SIMONA BUNARDZHIEVA

CH.89: If you were to categorize or describe the style of your artwork, what would it be and why?

SB: I’d say my work is monochromatic and abstract. I feel like our world is so saturated with so much noise, colors, things to grab your attention, that I want my work to be a safe haven from all that. A place where you let go of, rather than add on.

SB: And the reason it’s abstract is because I really appreciate the opportunity to freely interpret things in art. I’m not interested in direct representation, because that’s too literal for me. I like to create work that is inviting and open to interpretation.

CH.89: Where do you draw your inspiration from?

SB: I find randomness exceptionally beautiful. I believe the reason people find nature inspiring is not necessarily because they’re looking at flowers or trees, but because they’re looking at a random distribution of objects. We as people are preconditioned to create order and structure, and find it very difficult to create genuine randomness. And I find this incredibly inspiring!

CH.89: Can you talk a little bit about what your creative thought process is like when starting a new project/ piece of artwork?

SB: I always begin a new work deliberately without an expectation of what it’s going to end up looking like. I start sketching and something interesting usually starts to happen. Then I take it from there and start building up.
When I notice a good idea begin to form I usually do multiple iterations of it. If I get to redraw or repaint it the next few tries are usually much better than the first one. It’s good to exhaust your options!
-------
What you should do: Please extract the passage from the artist interview between "SB: And the" and "open to interpretation.", inclusive. The entries that come next were drawn from a separate source.

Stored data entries
-------
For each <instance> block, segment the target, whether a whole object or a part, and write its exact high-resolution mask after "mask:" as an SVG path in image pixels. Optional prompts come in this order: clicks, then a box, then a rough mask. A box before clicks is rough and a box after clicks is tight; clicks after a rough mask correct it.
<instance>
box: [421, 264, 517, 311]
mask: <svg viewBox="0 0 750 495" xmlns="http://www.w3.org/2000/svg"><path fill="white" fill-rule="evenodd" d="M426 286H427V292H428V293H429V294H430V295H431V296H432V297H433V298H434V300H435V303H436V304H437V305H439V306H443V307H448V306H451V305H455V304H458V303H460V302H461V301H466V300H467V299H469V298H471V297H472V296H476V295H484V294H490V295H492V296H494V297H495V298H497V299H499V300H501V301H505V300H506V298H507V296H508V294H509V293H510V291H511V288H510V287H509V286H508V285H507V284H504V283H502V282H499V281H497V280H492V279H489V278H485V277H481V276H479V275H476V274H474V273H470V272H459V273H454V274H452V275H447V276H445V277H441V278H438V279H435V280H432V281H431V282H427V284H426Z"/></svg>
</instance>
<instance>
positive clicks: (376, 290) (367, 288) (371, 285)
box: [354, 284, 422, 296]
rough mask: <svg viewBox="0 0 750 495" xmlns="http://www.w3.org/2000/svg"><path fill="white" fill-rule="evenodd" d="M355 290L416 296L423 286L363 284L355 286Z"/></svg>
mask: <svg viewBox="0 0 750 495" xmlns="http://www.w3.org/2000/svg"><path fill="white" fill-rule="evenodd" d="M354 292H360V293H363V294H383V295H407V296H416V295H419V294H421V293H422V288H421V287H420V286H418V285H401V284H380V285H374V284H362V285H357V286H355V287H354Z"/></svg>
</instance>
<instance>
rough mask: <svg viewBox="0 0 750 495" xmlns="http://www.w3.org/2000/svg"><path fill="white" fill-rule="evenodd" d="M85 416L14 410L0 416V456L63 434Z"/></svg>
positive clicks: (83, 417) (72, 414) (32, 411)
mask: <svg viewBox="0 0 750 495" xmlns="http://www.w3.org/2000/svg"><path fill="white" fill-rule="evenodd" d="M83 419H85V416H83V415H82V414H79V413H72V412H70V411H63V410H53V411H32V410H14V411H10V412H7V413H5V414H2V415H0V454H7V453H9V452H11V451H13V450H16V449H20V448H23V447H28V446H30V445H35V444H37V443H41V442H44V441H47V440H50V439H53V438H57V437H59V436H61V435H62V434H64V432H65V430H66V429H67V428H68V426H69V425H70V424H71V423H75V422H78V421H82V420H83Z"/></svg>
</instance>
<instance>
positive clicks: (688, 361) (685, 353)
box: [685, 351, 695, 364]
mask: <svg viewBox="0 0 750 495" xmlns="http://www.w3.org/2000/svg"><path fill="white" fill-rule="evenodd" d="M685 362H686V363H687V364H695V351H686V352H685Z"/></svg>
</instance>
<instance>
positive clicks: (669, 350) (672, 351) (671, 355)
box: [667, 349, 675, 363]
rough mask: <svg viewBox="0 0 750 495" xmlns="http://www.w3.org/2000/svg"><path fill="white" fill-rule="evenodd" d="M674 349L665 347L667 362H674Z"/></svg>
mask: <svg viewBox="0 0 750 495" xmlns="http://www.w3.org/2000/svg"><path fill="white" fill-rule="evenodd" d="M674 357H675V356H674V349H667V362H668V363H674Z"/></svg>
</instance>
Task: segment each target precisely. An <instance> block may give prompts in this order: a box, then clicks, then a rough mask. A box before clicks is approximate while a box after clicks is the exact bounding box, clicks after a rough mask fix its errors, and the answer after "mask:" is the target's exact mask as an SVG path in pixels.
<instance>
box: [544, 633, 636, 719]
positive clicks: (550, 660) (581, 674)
-------
Solution:
SB: And the reason it’s abstract is because I really appreciate the opportunity to freely interpret things in art. I’m not interested in direct representation, because that’s too literal for me. I like to create work that is inviting and open to interpretation.